# EXERCISE INSTRUCTIONS
Copy the following data verbatim, starting at the line that contains "Please put a marker on the distant" and continuing through the end of the data.

Pointing entries for named objects
-- Begin --

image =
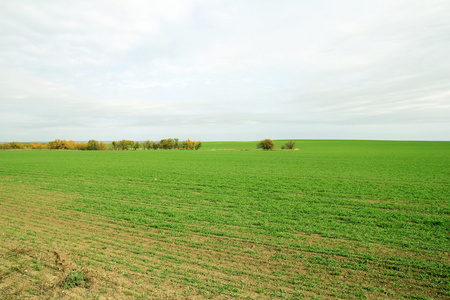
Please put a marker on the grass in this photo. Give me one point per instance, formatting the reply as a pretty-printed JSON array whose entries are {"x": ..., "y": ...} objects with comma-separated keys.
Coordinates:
[{"x": 336, "y": 219}]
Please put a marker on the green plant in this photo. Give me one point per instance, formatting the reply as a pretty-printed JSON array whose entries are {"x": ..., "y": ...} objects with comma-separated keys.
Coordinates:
[
  {"x": 75, "y": 278},
  {"x": 266, "y": 144}
]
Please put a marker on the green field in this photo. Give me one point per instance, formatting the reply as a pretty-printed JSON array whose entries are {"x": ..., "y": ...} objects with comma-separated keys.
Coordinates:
[{"x": 334, "y": 219}]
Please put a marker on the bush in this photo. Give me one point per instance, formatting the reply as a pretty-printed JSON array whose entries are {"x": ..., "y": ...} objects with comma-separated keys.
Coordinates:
[
  {"x": 74, "y": 279},
  {"x": 266, "y": 144},
  {"x": 290, "y": 145}
]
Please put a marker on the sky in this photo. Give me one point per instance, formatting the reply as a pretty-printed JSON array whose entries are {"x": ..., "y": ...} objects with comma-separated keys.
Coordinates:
[{"x": 224, "y": 70}]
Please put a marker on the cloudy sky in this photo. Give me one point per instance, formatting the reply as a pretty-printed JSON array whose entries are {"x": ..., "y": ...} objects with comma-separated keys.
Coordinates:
[{"x": 224, "y": 70}]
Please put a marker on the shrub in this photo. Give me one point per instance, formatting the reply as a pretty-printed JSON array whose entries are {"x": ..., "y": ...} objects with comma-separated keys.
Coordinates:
[
  {"x": 290, "y": 145},
  {"x": 58, "y": 144},
  {"x": 15, "y": 145},
  {"x": 167, "y": 144},
  {"x": 266, "y": 144}
]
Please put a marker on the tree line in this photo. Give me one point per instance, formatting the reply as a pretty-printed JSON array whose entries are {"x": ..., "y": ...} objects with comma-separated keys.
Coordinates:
[{"x": 165, "y": 144}]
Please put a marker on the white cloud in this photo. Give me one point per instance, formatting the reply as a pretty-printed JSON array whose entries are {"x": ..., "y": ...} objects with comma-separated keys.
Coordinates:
[{"x": 224, "y": 69}]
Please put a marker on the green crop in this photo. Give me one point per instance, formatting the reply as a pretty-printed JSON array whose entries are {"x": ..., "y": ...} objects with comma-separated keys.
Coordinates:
[{"x": 342, "y": 219}]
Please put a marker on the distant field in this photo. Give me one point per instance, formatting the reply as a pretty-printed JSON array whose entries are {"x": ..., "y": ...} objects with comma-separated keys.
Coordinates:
[
  {"x": 334, "y": 219},
  {"x": 240, "y": 145}
]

-- End --

# ANSWER BELOW
Please put a marker on the distant field in this photo. Give me one point per instance, formatting the reply as a pretty-printed JSON array whose entries are {"x": ..., "y": ...} objects with comma-separated keys.
Coordinates:
[
  {"x": 334, "y": 219},
  {"x": 240, "y": 145}
]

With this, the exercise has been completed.